### EXERCISE DIRECTIONS
Lay out everything in the material from the line containing "of the glass" down to the line containing "column 983, row 87", both lines included, as a numbered list with blank lines omitted.

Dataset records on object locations
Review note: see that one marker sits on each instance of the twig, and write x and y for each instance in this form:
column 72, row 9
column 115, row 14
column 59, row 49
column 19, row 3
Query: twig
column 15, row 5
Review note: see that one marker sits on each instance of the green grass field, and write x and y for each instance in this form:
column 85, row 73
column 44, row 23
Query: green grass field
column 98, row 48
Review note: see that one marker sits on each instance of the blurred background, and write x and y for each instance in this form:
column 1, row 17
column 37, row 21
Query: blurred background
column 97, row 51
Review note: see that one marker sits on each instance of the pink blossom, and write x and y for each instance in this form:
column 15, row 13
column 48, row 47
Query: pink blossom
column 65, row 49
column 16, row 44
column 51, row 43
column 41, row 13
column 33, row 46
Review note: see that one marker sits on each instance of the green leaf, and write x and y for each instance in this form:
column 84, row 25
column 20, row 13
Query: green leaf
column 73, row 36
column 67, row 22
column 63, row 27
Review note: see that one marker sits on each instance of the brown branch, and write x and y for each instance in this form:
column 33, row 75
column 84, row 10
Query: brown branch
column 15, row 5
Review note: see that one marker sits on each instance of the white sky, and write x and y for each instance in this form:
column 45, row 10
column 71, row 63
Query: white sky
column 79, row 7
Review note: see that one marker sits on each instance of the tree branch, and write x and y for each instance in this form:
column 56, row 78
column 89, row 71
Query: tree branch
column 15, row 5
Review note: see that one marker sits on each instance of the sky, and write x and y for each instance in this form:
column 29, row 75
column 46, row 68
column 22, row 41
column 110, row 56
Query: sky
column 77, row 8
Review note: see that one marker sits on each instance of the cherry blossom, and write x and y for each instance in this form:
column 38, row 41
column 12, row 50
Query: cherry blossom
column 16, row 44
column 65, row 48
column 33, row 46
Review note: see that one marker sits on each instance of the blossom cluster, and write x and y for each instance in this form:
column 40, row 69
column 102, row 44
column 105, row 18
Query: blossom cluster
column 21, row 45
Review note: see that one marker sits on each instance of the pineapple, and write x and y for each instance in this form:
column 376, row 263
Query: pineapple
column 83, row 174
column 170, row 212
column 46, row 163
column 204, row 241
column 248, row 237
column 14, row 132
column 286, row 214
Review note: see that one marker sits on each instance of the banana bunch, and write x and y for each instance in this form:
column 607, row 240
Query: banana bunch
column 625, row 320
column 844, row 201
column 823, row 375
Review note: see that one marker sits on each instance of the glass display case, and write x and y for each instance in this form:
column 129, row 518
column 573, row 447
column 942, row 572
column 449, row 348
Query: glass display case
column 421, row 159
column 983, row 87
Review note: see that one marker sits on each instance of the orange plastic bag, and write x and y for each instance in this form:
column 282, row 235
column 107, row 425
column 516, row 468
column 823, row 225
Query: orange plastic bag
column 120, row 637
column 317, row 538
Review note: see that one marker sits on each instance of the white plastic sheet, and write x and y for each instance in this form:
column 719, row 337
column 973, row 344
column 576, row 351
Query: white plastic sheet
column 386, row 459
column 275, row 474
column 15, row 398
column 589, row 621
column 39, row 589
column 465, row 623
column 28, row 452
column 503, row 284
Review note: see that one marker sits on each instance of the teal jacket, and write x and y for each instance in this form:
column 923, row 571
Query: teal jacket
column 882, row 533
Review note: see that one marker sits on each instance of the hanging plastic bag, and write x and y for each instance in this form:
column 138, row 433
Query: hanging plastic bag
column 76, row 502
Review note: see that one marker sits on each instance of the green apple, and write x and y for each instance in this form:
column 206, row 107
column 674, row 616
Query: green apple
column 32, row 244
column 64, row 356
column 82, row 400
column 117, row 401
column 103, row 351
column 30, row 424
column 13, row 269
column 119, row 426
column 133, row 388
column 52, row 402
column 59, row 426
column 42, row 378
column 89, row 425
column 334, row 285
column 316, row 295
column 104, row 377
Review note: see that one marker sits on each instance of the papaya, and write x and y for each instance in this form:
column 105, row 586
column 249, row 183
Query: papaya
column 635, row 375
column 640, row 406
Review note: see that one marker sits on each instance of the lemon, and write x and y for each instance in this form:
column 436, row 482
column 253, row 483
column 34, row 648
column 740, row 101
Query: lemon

### RESPONSE TO THE EXERCISE
1. Review note: see that one marker sits on each instance of the glass display case, and write x and y for each instance in this form:
2. column 129, row 518
3. column 573, row 447
4. column 942, row 572
5. column 449, row 348
6. Query: glass display case
7. column 421, row 159
8. column 983, row 87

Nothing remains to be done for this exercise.